Es ist schon eine Weile her, dass ich mal im nahe gelegenen Wildpark war...


***
Heute musste ich nochmal mit dem Arzt reden. „Irgendwie denkt man jeden Morgen wenn man aufsteht „das geht schon irgendwie, heute wird es besser…“ Nur stellt man irgendwann fest, dass es eben doch nicht geht. Und dann fällt es so schwer, auf die Therapieinhalte zurück zu greifen“, leite ich ein. Erkläre dann, dass mich der Freund sehr beschäftigt. (Da muss der Arzt erstmal aufgeregt im PC scrollen, bis er das gefunden hat, aber es sei ihm vergönnt…). „Es hat mal Jemand gesagt: „Ihr altes Leben kriegen Sie nicht zurück…“ Das war eigentlich auf einer ganz anderen Ebene gemeint. Und ich habe immer gesagt: Doch das geht schon. Aber ich bekomme es wirklich nicht zurück. Einer der wichtigsten Menschen fehlt. Und das begreife ich so zwischendurch immer mal wieder…“, ende ich irgendwann.
„Wir helfen Ihnen dadurch, aber Sie brauchen einfach noch ein bisschen Zeit…“, erklärt der Arzt. Was ein sehr liebes Kommentar ist. Er lässt mich einfach mal Patientin sein. Nimmt mir die Verantwortlichkeiten für die Mitmenschen ab. Trägt ein bisschen. Fragt nochmal nach Suizidgedanken und lässt Ehrlichkeit gelten. Dass es schlimmer als „normal“ ist, aber ich das noch im Griff habe. Er regt an, sich Hilfe und Bedarfsmedikamente von der Pflege zu holen. Und ist der Erste hier, der es mal nicht überhört, dass es ungünstig und sicher nicht ganz angemessen ist, aber dass ich einfach nicht mehr dazu in der Lage bin, wenn es mir sehr schlecht geht und ich konsekutiv so still werde. Er sagt, er spricht mit der Pflege. Damit die mich immer mal ansprechen am Tag.
Er legt die Grundlage, dass diese Krise hier irgendwann mal ein Ende finden kann. Und obwohl ich diesen Arzt eigentlich so fast überhaupt nicht kenne, bin ich ihm gerade unendlich dankbar.

Eigentlich war ja am Wochenende eine kleine Party mit ein paar Bekannten geplant. Übernachten darf ich in dem Zustand auf jeden Fall nicht. Allein ihn davon zu überzeugen, dass ich zumindest bis 20 Uhr wegbleiben darf, ist ein Kunstwerk. Denn ein paar Stunden… - würde ich schon gern hingehen. Zwar wird mich das auch alles sehr anstrengen und die wissen alle nicht mal was Sache ist und warum genau ich wieder in der Studienstadt bin – sodass ich da noch ein paar Erklärungen schuldig bin – aber ich möchte mich auch einfach nicht ganz eingraben hier.

###

Aufgabe 1 = Was will der Arzt laut dem Text über das Arztgespräch mit der Pflege besprechen?
Aufgabe 2 = Setze den Text über das Arztgespräch und die geplante Party im Anschluss an seinen letzten Satz fort.

###

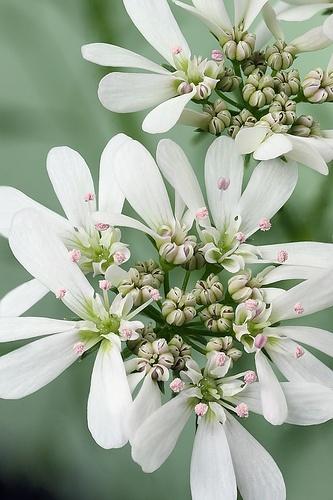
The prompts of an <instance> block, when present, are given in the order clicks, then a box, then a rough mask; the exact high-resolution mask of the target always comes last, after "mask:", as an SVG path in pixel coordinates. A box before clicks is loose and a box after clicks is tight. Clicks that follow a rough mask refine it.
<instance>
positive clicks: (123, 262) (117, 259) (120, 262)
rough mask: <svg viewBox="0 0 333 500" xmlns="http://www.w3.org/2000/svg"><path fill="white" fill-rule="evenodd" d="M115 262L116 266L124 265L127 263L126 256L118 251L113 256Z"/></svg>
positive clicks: (124, 254)
mask: <svg viewBox="0 0 333 500" xmlns="http://www.w3.org/2000/svg"><path fill="white" fill-rule="evenodd" d="M113 260H114V262H115V263H116V264H123V263H124V262H125V261H126V255H125V254H124V252H120V251H119V250H118V251H117V252H115V253H114V254H113Z"/></svg>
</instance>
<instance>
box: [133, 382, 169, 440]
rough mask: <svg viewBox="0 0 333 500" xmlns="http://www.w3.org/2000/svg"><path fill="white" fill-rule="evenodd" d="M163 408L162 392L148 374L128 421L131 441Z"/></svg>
mask: <svg viewBox="0 0 333 500" xmlns="http://www.w3.org/2000/svg"><path fill="white" fill-rule="evenodd" d="M160 406H161V391H160V389H159V387H158V384H157V382H156V381H155V382H154V381H153V379H152V378H151V374H150V373H148V374H147V375H146V377H145V379H144V381H143V384H142V387H141V389H140V391H139V393H138V395H137V397H136V398H135V400H134V402H133V406H132V408H131V410H130V414H129V419H128V429H129V439H130V441H131V440H132V438H134V436H135V433H136V432H137V431H138V429H139V428H140V427H141V425H142V424H143V423H144V422H145V420H147V418H148V417H150V415H152V414H153V413H154V412H155V411H156V410H158V408H160Z"/></svg>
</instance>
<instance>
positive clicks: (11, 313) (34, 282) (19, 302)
mask: <svg viewBox="0 0 333 500" xmlns="http://www.w3.org/2000/svg"><path fill="white" fill-rule="evenodd" d="M48 292H49V289H48V288H46V287H45V286H44V285H42V284H41V283H40V282H39V281H38V280H35V279H32V280H30V281H27V282H26V283H22V285H19V286H18V287H16V288H14V289H13V290H11V291H10V292H8V293H7V294H6V295H5V296H4V297H3V298H2V299H1V300H0V317H8V316H21V314H23V313H25V312H26V311H28V310H29V309H30V308H31V307H32V306H34V305H35V304H37V302H39V301H40V300H41V299H42V298H43V297H45V295H46V294H47V293H48Z"/></svg>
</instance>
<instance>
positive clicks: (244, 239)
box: [236, 232, 246, 243]
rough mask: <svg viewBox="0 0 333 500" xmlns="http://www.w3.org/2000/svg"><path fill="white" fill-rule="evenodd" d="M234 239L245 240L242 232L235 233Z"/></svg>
mask: <svg viewBox="0 0 333 500" xmlns="http://www.w3.org/2000/svg"><path fill="white" fill-rule="evenodd" d="M236 240H237V241H239V243H244V242H245V241H246V236H245V234H244V233H241V232H239V233H236Z"/></svg>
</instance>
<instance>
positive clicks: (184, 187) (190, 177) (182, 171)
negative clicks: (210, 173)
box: [156, 139, 205, 216]
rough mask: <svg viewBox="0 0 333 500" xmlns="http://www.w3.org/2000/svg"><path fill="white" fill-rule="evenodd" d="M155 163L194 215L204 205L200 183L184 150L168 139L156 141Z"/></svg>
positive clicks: (194, 214)
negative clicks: (159, 140)
mask: <svg viewBox="0 0 333 500" xmlns="http://www.w3.org/2000/svg"><path fill="white" fill-rule="evenodd" d="M156 159H157V164H158V166H159V167H160V169H161V171H162V173H163V175H164V177H165V178H166V180H167V181H168V182H169V183H170V184H171V186H172V187H173V188H174V189H175V190H176V191H177V193H178V194H179V196H180V197H181V198H182V199H183V201H184V203H185V205H186V206H187V207H188V208H189V209H190V210H191V211H192V213H193V215H194V216H195V214H196V212H197V211H198V210H199V209H200V208H202V207H204V206H205V201H204V198H203V196H202V193H201V189H200V185H199V182H198V179H197V178H196V175H195V173H194V171H193V168H192V167H191V164H190V162H189V160H188V158H187V156H186V155H185V153H184V151H183V150H182V148H181V147H180V146H178V144H176V143H175V142H173V141H171V140H170V139H163V140H162V141H160V142H159V143H158V146H157V153H156Z"/></svg>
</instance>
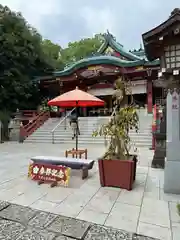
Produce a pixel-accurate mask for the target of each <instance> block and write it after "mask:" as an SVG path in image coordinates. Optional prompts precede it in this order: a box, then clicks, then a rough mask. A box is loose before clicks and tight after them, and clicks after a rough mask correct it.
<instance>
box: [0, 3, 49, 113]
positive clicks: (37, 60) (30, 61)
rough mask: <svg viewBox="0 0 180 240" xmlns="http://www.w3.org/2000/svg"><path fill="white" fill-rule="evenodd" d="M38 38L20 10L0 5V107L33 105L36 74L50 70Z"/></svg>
mask: <svg viewBox="0 0 180 240" xmlns="http://www.w3.org/2000/svg"><path fill="white" fill-rule="evenodd" d="M41 43H42V38H41V36H40V35H39V34H38V32H37V31H36V30H35V29H34V28H33V27H31V26H30V25H29V24H28V23H27V22H26V21H25V19H24V18H23V16H22V15H21V14H20V13H16V12H12V11H11V10H10V9H9V8H8V7H6V6H5V7H3V6H2V5H0V109H1V111H11V112H12V111H15V110H16V109H17V108H19V109H31V108H35V107H36V106H37V104H38V103H39V101H40V94H39V91H38V87H37V84H36V83H34V82H33V81H32V79H33V78H34V77H35V76H36V77H37V76H42V75H46V74H48V73H49V72H52V71H53V66H52V65H51V64H50V63H49V62H50V61H49V59H47V58H46V57H45V54H44V52H43V50H42V45H41Z"/></svg>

###

Ausgabe 1 = Dass die Pflege die Ich-Person tagsüber immer mal anspricht.

Ausgabe 2 =
Nach dem Mittagessen ruft eine Kollegin an. Nachdem ja gestern eine neue Krankmeldung an die Klinik geschickt werden musste. Sie ist da. Und aus „hochoffiziellen Quellen“ wisse sie, dass ich ab dem 7. September wieder da bin und jeder rechne damit. Im Dienstplan ist alles beim alten. Plus fünf unbesetzte Dienste. Und viel Stress. Wegen Personalknappheit. Schon wenn ich das alles höre, dreht sich mir wieder fast der Magen um.
Aber man freue sich auf mich. Und habe beschlossen, dass wir als Team mehr miteinander unternehmen müssten. „Fünf Patienten kriegst Du am Anfang, mehr nicht…“, sagt sie. „Das ist lieb…“, entgegne ich. „Aber Du weißt doch, dass das eh nicht haltbar ist. Spätestens, wenn wir von der Notaufnahme am Nachmittag zugeschwemmt werden…“ Sie lacht.
Und ich… - ich habe nicht nur wahnsinnige Angst. Ich vermisse es tatsächlich. Dieses Leben von damals. Würde am liebsten Morgen wieder Teil des Teams sein. Wenn das Nervenkostüm dafür reichen würde. Wenn ich nicht an jeder Stelle in Tränen ausbrechen würde.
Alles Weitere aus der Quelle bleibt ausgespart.